§ **Exercise objective**:
Reproduce the listing exactly, with no pictures in your copy.

— START Data in this exercise —

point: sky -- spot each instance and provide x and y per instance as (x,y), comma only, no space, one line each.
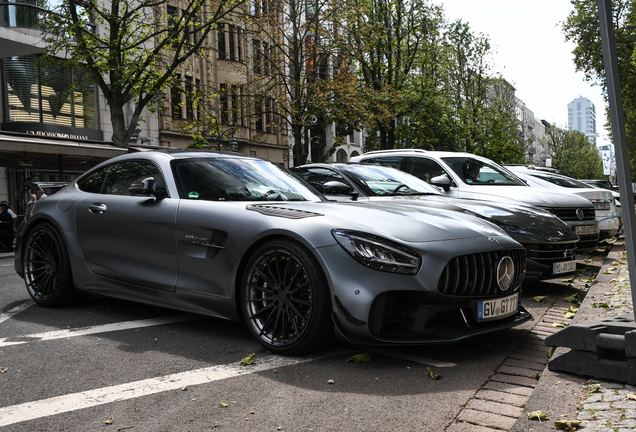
(530,51)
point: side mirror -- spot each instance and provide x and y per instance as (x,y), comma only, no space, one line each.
(442,182)
(336,188)
(145,187)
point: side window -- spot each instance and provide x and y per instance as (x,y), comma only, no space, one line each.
(120,176)
(426,169)
(324,177)
(391,161)
(93,182)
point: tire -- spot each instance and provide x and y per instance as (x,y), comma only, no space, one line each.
(285,299)
(47,268)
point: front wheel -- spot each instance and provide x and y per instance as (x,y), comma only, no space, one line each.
(47,269)
(286,300)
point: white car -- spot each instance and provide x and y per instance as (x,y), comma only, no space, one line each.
(490,182)
(608,214)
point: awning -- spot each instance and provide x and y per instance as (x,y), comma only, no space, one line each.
(10,143)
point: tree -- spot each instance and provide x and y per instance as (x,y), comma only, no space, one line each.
(572,153)
(132,49)
(582,28)
(387,39)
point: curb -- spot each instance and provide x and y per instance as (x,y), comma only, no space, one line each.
(559,395)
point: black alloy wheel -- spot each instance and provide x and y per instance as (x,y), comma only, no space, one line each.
(286,299)
(47,269)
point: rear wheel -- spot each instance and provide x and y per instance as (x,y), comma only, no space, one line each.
(286,300)
(47,269)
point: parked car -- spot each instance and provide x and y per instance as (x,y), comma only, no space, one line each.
(607,212)
(550,244)
(603,184)
(490,182)
(241,238)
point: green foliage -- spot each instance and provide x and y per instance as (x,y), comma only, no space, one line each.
(131,50)
(572,153)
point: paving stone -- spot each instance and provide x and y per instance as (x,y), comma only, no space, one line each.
(467,427)
(497,396)
(486,419)
(524,364)
(624,404)
(630,413)
(495,408)
(586,415)
(541,359)
(597,406)
(508,388)
(511,379)
(518,371)
(593,399)
(627,423)
(609,415)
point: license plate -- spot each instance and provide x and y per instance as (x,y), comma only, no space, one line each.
(497,308)
(587,229)
(601,205)
(564,267)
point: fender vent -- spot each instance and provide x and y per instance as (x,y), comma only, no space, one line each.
(281,211)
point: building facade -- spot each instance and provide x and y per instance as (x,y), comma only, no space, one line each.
(582,117)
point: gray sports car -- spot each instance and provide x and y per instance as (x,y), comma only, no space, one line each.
(241,238)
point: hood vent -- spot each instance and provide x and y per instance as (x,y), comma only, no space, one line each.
(285,212)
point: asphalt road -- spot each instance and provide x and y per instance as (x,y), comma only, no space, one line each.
(112,365)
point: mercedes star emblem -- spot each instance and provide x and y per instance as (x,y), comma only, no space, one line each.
(505,273)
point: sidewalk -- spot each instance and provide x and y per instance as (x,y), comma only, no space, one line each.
(565,397)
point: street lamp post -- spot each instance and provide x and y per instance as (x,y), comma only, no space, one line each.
(218,138)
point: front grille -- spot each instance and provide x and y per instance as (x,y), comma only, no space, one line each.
(569,213)
(548,253)
(476,275)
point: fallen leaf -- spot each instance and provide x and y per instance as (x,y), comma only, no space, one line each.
(431,373)
(537,415)
(570,313)
(568,424)
(360,358)
(109,420)
(250,359)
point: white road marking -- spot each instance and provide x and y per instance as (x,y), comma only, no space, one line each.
(91,398)
(411,357)
(83,331)
(16,310)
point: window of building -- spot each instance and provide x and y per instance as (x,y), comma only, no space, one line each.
(38,93)
(221,42)
(175,101)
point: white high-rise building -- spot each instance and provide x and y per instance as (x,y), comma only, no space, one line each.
(582,117)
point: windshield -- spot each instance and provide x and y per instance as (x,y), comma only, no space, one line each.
(480,172)
(236,179)
(562,181)
(383,181)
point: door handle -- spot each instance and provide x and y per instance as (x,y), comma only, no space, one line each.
(97,208)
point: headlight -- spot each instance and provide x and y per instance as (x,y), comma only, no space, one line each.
(378,253)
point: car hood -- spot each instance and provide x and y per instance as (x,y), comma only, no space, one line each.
(521,195)
(407,223)
(523,223)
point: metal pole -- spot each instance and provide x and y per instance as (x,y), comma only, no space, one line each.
(617,120)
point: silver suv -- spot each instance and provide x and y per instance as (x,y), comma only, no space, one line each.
(466,175)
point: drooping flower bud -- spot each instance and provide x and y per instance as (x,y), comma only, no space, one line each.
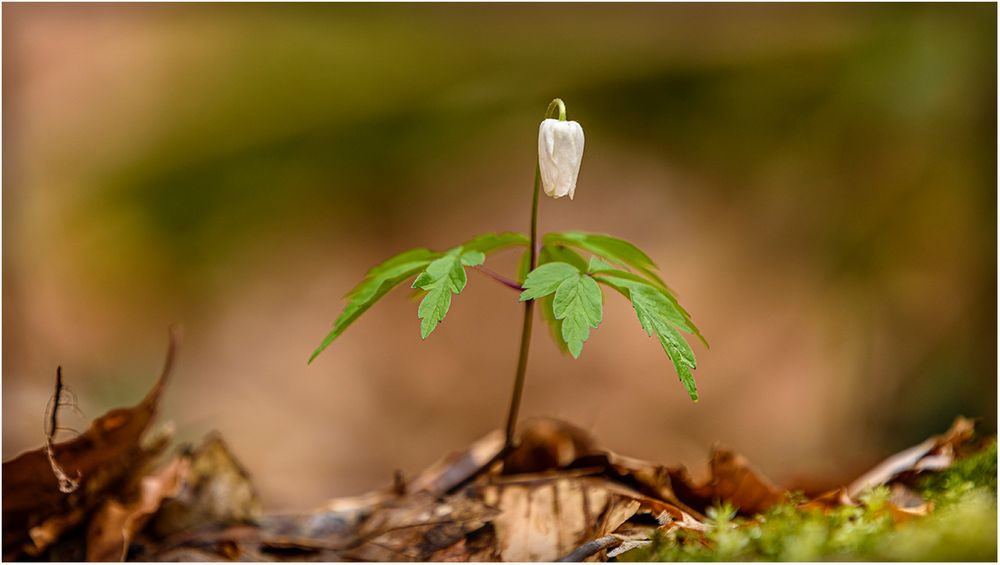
(560,150)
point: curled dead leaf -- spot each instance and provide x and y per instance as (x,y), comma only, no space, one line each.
(933,454)
(116,522)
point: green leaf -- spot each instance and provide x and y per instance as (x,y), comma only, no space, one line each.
(658,315)
(577,302)
(489,242)
(546,279)
(442,278)
(626,282)
(377,283)
(562,254)
(549,254)
(612,249)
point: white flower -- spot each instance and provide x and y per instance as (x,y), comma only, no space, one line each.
(560,150)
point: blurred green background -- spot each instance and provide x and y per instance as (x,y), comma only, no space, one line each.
(818,182)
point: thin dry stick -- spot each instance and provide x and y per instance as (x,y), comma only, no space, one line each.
(66,483)
(590,549)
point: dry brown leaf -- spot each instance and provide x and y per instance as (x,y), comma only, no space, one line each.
(107,451)
(829,500)
(116,523)
(459,466)
(933,454)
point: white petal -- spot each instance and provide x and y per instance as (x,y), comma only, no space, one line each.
(560,151)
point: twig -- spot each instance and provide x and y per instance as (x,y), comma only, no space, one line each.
(590,548)
(66,483)
(499,278)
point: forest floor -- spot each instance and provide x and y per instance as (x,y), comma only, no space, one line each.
(119,491)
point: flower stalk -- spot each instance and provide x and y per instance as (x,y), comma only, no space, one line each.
(556,108)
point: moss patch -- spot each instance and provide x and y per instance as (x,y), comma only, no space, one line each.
(963,526)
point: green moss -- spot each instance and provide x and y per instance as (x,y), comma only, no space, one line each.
(963,527)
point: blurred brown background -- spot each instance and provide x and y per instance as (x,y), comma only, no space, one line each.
(817,182)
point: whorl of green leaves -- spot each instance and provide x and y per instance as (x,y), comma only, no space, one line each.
(565,285)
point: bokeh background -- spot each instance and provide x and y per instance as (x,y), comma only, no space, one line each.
(817,182)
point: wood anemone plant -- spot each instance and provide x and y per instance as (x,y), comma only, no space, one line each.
(553,273)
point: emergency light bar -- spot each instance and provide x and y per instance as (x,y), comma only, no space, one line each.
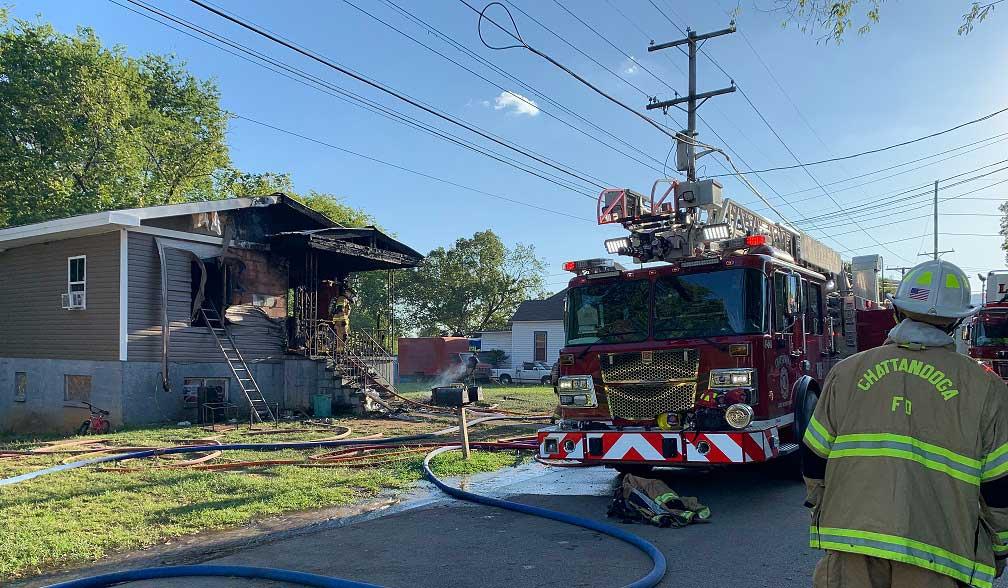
(613,246)
(600,267)
(718,232)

— END Data in this exercise —

§ **Result of this exercise**:
point: sky -- spot each instance and provide x and y per instance as (x,y), comma only, no space, one line each.
(530,51)
point: side mirror -- spot each instance and provide x and y per instance as (x,y), comma only, no space, one line each.
(442,182)
(336,188)
(145,187)
point: side window -- spot each instance and provide x and y per instance as (x,y), comma only, no space, one line each.
(120,176)
(426,169)
(324,177)
(391,161)
(93,182)
point: tire -- spot each instance and provide x and y per instance as (x,y), comma only, no space, one line each.
(285,299)
(47,268)
point: front wheel -- spot each instance and provide x and y per instance as (x,y), comma only, no space, one line each.
(47,269)
(286,300)
point: white car -- spot each instance and provide x and y per instance as (x,y), comma only, no space, one line each.
(490,182)
(608,214)
point: awning -- spot each instance and provide x and y per instance as (x,y), comma only, no space, one line each.
(10,143)
point: tree -- spot each instance and provide x and y per instance as (x,y), comma only, no space, one line each.
(572,153)
(132,49)
(582,28)
(387,39)
point: curb -- spot each instance and provide x and y per instance as (x,y), comma only, no space, one line each.
(559,395)
point: black alloy wheel -- spot each instance and provide x and y per instance as (x,y), comma only, no space, one line each.
(286,299)
(47,269)
point: rear wheel -- spot each instance and provide x and y per instance as (x,y), comma only, no space, one line each.
(286,300)
(47,269)
point: parked car -- spot each instance and provide x and y per instance as (x,y), comma only, no space, one line each.
(607,212)
(550,244)
(603,184)
(490,182)
(241,238)
point: green foliage -- spot each instance and provide x and y per instance as (x,y), comma only, no space, one line each.
(131,50)
(572,153)
point: paving stone -- spot each instance and provide x and y per instance as (x,y), comma only, no space, one line each.
(467,427)
(497,396)
(486,419)
(524,364)
(624,404)
(630,413)
(495,408)
(586,415)
(541,359)
(597,406)
(508,388)
(511,379)
(518,371)
(593,399)
(627,423)
(609,415)
point: license plate -- spot each instance and provide x and y per instance as (x,y), comma only, no space, one line each.
(497,308)
(587,229)
(601,205)
(564,267)
point: fender vent -- spot each instance and provide x and y per instance as (x,y), comma only, no space, one line each.
(281,211)
point: building facade -- spot each instance and provide x and y per instance as (x,y), comma only, no space, one line each.
(582,117)
point: gray sports car -- spot each instance and provide x and y per instance as (x,y), comma only, no space, one line each.
(241,238)
point: hood vent -- spot each instance and provide x and y per instance as (x,y), comma only, no space, one line each.
(285,212)
point: asphalt road -- spot each instance and provide x and y per instance as (x,y), comma only, no space, one line each.
(112,365)
point: mercedes star emblem -- spot each instance and provide x and y per instance as (x,y), comma only, no space, one line each.
(505,273)
point: sidewalk -- spot each instance and provide x and y per instance as (x,y), comma only, no space, one line each.
(565,397)
point: street lamp post -- spot each instance and provide x and y per instance as (x,y), comma only, no space, one line each.
(218,138)
point: front grille -- spot each instance and provide x and y per instance as (x,y), comma only, no space, one line each.
(569,213)
(548,253)
(476,275)
point: fallen leaf -- spot each instance and provide x and y per instance as (x,y), comma only, no space, one line each.
(431,373)
(537,415)
(570,313)
(568,424)
(360,358)
(109,420)
(250,359)
point: white road marking -- spot each instance and provide x and y per instance as (x,y), comma only, no space, one line each.
(91,398)
(411,357)
(83,331)
(16,310)
point: window of building -- spot each instance and provide x and y per instance as (x,y), comma only, no space, one line each.
(38,93)
(221,42)
(175,101)
point: white high-rise building -- spot each instance and provide x and y per instance as (x,y), comma only, no space, one line each.
(582,117)
point: windshield -- spot each instance and provide x and y per instance as (x,y), comma only, no space, one line each.
(480,172)
(236,179)
(562,181)
(383,181)
point: door handle -- spot each instance and provide x and y per instance as (x,y), comma only, no space, one line each.
(97,208)
point: headlight -- spot each instance and provide x and y per instance as (x,y), comma only, no space, one line each.
(378,253)
point: car hood -- spot each instance and provide x and y per instance as (x,y), comma only, no space, one line each.
(521,195)
(407,223)
(523,223)
point: metal pole -- spot each instance and provide x and y per instance as (x,y), comma only, no space, one line each.
(617,120)
point: silver suv -- spot each instance and provide x and y per instance as (x,y), comma only, no space, one line each.
(466,175)
point: drooping flower bud -- spot each instance and provide x and y per instance as (x,y), comma only, no space, one line each.
(560,150)
point: curled dead leaf -- spot each instance and provide x and y per instance as (x,y), comma only, no space, one line each.
(933,454)
(116,522)
point: green leaf -- spot each instance and provide x and y per instance as (x,y), comma only, no space, one line each.
(658,315)
(577,302)
(489,242)
(546,279)
(442,278)
(626,282)
(377,283)
(562,254)
(549,254)
(612,249)
point: white flower -- spot each instance and provide x and y per instance as (x,y), comma only, no space, one line each.
(560,150)
point: blurred green background -- spot each instance and provide x and y per instance as (x,y), comma only, no space, one line each.
(818,182)
point: thin dry stick -- spot each instance and provide x and y per instance as (x,y), comma only, no space, one line each.
(66,483)
(590,549)
point: dry brown leaf -- spot each instance and provide x and y per instance as (x,y), comma only, no space, one line each.
(107,451)
(829,500)
(116,523)
(459,466)
(933,454)
point: white petal -- spot each instance and provide x and y per instance as (x,y), comma only, no space, one line each.
(560,151)
point: twig -- spot each instance and provide x and y per instance as (x,y), comma only, no space, one line each.
(590,548)
(66,483)
(499,278)
point: forest floor -- spot each instance and provide x and y per instance as (x,y), comma only, no space, one line each.
(119,491)
point: flower stalk -- spot each instance and provide x and y per instance as (x,y), comma only, no space, one line each.
(556,108)
point: moss patch -- spot each instance and provide x and y per instance as (x,y), comma only, no space, one line each.
(963,526)
point: green moss -- spot each instance and provide x and y per instance as (x,y), comma only, no space, one line each.
(963,527)
point: blurred brown background -- spot each instance and provide x and y per instance as (x,y), comma only, no space, one line each.
(817,182)
point: whorl of green leaves -- spot each instance and provide x and y per instance as (x,y), comma only, no space, one line each.
(565,285)
point: bokeh background -- spot each instance and provide x and y per instance as (x,y), comma only, no space, one line each.
(817,182)
point: wood anemone plant -- spot each instance and provide x and y per instance as (x,y), comma only, no space, one line each.
(553,273)
point: emergency light bar -- spot each instance and provide x and y per instance as (x,y), comma only, no space, one line each.
(613,246)
(600,267)
(718,232)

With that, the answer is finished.